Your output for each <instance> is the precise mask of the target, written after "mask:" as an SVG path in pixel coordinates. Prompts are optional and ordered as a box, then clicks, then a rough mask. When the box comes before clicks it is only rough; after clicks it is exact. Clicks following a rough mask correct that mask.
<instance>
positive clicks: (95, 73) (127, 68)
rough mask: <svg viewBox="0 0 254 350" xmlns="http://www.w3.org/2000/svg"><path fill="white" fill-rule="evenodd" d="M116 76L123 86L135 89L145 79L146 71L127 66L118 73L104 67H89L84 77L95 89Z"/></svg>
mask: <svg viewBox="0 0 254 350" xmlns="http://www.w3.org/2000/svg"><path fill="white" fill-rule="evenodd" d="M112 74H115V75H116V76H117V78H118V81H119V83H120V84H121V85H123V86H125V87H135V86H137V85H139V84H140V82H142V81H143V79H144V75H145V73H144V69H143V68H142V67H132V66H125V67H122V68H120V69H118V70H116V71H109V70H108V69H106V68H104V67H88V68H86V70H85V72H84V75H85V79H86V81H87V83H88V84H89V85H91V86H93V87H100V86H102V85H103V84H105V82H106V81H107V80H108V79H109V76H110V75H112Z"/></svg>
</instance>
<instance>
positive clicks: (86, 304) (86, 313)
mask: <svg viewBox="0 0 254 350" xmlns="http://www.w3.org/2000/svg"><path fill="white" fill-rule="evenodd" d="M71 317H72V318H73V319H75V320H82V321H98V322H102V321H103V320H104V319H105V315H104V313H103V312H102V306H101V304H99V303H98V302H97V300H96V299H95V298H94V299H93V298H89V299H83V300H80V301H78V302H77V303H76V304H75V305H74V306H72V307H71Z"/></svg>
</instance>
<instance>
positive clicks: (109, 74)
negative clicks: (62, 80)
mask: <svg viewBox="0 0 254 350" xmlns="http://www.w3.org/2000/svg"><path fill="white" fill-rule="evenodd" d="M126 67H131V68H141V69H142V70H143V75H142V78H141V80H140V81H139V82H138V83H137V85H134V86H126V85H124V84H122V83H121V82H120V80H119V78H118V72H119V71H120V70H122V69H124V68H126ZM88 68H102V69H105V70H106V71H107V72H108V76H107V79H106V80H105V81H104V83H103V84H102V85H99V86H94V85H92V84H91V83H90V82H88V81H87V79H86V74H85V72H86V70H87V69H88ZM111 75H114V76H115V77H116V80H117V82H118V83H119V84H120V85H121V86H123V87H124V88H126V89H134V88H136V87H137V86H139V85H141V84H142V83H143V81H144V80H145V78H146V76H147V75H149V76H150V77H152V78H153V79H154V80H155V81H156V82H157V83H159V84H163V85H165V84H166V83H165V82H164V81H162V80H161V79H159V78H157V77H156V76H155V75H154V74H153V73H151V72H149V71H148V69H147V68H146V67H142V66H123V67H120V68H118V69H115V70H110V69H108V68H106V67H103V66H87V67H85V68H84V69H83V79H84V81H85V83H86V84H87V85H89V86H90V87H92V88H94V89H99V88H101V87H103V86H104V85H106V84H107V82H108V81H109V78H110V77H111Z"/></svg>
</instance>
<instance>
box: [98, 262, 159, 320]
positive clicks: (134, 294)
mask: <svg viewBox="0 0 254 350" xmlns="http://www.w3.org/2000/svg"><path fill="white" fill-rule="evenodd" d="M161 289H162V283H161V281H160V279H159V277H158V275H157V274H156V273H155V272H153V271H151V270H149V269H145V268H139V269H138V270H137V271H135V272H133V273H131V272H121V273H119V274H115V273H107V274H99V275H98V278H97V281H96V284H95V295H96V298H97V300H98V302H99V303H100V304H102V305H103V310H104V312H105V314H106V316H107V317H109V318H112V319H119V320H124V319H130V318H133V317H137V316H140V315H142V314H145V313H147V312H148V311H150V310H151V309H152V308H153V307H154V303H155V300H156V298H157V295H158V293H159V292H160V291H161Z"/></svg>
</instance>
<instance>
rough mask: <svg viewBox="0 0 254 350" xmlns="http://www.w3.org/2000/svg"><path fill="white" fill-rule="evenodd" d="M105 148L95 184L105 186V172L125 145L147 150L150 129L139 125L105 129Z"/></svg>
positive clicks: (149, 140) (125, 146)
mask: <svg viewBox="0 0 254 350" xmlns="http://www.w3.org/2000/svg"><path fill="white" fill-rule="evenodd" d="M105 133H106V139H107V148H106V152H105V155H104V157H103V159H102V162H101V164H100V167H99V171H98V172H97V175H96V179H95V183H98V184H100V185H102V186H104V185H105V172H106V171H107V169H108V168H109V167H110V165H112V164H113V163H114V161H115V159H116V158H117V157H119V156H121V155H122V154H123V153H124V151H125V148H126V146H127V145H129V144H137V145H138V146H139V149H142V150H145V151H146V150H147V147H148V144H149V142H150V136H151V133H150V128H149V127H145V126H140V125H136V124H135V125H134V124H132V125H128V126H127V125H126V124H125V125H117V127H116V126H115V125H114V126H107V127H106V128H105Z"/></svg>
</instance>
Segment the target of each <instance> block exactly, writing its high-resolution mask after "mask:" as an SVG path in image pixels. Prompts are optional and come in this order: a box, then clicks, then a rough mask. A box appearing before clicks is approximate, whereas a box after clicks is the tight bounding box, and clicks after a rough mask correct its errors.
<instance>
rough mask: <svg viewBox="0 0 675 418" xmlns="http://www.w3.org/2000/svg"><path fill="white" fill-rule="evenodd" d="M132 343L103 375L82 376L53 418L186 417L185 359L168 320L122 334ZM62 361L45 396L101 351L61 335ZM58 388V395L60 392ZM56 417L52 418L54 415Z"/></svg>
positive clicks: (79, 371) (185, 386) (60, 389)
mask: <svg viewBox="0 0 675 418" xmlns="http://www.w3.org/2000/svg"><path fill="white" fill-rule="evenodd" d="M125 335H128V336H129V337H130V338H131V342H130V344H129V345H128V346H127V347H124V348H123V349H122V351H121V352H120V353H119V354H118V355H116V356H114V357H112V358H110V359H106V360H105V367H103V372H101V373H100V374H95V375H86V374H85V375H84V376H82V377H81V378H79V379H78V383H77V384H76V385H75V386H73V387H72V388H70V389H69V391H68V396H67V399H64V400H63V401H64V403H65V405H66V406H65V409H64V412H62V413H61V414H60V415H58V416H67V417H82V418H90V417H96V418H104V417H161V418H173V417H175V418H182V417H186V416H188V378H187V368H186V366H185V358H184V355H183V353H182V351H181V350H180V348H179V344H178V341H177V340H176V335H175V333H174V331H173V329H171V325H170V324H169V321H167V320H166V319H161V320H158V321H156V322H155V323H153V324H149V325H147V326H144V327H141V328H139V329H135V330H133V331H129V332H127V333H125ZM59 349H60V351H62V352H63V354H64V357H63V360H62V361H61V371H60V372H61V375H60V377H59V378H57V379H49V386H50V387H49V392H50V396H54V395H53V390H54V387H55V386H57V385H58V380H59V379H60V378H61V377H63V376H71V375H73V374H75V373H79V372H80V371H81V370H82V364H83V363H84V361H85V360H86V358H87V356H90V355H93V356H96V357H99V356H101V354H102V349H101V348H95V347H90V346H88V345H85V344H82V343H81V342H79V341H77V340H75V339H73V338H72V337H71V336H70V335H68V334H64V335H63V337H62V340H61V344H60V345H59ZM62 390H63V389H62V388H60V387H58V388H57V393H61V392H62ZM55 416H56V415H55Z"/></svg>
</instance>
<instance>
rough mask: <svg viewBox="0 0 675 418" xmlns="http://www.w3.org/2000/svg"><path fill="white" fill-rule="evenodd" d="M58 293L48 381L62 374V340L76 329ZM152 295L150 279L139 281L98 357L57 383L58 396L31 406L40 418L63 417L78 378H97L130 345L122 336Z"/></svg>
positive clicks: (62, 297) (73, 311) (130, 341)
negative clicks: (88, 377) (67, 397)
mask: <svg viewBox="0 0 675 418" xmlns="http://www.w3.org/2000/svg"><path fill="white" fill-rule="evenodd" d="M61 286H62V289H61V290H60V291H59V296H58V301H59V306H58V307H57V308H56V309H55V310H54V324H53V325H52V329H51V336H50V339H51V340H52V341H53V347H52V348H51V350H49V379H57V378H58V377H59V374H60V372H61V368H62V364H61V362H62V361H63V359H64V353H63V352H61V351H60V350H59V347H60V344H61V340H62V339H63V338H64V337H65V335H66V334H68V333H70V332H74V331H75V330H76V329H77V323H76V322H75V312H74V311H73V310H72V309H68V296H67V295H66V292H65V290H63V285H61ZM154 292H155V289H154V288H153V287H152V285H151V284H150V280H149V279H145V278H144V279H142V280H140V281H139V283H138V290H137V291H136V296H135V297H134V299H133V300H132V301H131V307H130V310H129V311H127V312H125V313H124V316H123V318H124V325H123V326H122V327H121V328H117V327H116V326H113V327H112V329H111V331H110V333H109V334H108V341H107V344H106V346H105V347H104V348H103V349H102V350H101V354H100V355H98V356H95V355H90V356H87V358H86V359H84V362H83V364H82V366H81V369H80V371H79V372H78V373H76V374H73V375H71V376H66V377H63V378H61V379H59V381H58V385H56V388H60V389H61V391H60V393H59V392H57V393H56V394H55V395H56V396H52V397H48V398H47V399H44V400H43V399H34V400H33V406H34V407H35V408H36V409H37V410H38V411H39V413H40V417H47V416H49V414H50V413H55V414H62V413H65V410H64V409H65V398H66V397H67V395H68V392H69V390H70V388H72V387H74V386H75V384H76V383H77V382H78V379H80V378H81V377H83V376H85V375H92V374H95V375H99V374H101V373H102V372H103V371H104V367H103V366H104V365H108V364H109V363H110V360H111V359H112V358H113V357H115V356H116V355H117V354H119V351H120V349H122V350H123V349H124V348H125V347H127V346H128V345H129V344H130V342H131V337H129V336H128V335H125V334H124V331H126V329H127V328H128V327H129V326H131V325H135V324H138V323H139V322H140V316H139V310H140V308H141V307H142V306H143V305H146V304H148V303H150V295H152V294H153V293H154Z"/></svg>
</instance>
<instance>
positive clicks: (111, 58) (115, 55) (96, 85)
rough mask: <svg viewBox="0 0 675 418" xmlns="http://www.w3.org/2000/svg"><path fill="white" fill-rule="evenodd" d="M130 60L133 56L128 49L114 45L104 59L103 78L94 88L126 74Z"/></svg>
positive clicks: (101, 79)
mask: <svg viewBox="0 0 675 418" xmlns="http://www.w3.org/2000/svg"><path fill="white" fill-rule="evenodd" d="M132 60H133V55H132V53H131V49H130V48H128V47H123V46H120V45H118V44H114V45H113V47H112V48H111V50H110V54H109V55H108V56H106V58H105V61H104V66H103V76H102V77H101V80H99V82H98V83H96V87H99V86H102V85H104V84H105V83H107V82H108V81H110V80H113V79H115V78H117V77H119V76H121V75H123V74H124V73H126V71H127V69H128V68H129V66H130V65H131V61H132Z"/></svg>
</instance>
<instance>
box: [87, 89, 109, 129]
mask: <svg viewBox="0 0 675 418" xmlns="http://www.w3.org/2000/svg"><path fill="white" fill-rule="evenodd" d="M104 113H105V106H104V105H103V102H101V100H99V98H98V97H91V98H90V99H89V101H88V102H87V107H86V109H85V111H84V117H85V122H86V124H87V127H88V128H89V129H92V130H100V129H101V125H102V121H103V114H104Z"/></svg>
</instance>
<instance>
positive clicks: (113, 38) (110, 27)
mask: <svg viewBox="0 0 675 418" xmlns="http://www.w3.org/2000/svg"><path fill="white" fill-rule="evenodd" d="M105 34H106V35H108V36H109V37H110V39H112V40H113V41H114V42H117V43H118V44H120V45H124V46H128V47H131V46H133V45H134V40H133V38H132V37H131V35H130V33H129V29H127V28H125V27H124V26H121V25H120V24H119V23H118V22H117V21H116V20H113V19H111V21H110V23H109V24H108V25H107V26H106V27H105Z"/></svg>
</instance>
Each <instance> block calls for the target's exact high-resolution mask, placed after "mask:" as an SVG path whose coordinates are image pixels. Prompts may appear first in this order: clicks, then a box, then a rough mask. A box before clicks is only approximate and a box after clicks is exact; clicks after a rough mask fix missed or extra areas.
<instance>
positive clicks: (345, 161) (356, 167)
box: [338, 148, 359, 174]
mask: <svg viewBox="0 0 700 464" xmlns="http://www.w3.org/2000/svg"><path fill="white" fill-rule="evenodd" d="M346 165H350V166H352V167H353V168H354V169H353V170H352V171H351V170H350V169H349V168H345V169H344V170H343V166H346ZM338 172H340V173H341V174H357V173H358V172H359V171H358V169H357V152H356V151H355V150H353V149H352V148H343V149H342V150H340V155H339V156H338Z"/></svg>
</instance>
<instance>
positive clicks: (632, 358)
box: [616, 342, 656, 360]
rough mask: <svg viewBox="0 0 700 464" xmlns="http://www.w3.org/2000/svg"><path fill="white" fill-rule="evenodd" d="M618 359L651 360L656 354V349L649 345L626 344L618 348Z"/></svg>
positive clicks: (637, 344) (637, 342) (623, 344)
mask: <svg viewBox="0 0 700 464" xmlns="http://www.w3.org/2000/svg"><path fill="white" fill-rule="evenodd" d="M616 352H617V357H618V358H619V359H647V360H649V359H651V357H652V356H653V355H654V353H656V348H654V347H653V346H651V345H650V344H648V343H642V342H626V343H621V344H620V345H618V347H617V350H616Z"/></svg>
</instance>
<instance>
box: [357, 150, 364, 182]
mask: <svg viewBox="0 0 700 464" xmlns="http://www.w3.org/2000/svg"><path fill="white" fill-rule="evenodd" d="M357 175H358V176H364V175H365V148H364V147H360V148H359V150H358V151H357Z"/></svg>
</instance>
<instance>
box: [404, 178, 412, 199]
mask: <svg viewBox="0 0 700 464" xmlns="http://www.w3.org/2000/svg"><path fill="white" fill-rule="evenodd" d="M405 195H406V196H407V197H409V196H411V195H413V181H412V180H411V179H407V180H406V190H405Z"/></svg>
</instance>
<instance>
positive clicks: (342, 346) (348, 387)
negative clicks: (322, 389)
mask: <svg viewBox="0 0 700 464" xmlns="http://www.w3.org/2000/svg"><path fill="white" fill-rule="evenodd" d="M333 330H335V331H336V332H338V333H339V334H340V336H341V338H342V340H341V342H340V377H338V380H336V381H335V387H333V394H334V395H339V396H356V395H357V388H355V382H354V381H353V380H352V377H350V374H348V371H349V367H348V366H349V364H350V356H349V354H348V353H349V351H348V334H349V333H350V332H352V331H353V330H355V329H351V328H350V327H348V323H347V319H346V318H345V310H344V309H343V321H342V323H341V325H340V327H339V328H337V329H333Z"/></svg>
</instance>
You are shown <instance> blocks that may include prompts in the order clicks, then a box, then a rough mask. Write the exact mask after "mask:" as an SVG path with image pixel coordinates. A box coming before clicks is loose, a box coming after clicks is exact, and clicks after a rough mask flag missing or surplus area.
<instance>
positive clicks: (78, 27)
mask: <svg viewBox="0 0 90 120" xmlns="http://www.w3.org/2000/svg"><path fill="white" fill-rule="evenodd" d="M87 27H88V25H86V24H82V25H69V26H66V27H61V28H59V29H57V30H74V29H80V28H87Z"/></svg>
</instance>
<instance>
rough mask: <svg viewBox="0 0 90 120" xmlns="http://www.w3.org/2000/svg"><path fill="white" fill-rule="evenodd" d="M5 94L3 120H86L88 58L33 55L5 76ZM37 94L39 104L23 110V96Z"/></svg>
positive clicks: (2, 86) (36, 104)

_Task goal_. Retype every line up to and including the one that contains "positive clicks: (95, 73) (127, 68)", beginning at the first line of the records, with no edits.

_Answer below_.
Your output for each <instance> is the precise mask of the target, written after "mask:" as an SVG path in pixel coordinates. Prompts are optional and ordered as a box, then clicks, then a rough mask. When the box comes before clicks it is only rough; after clicks it is exact. Clicks following a rough mask correct that mask.
<instance>
positive clicks: (95, 73) (127, 68)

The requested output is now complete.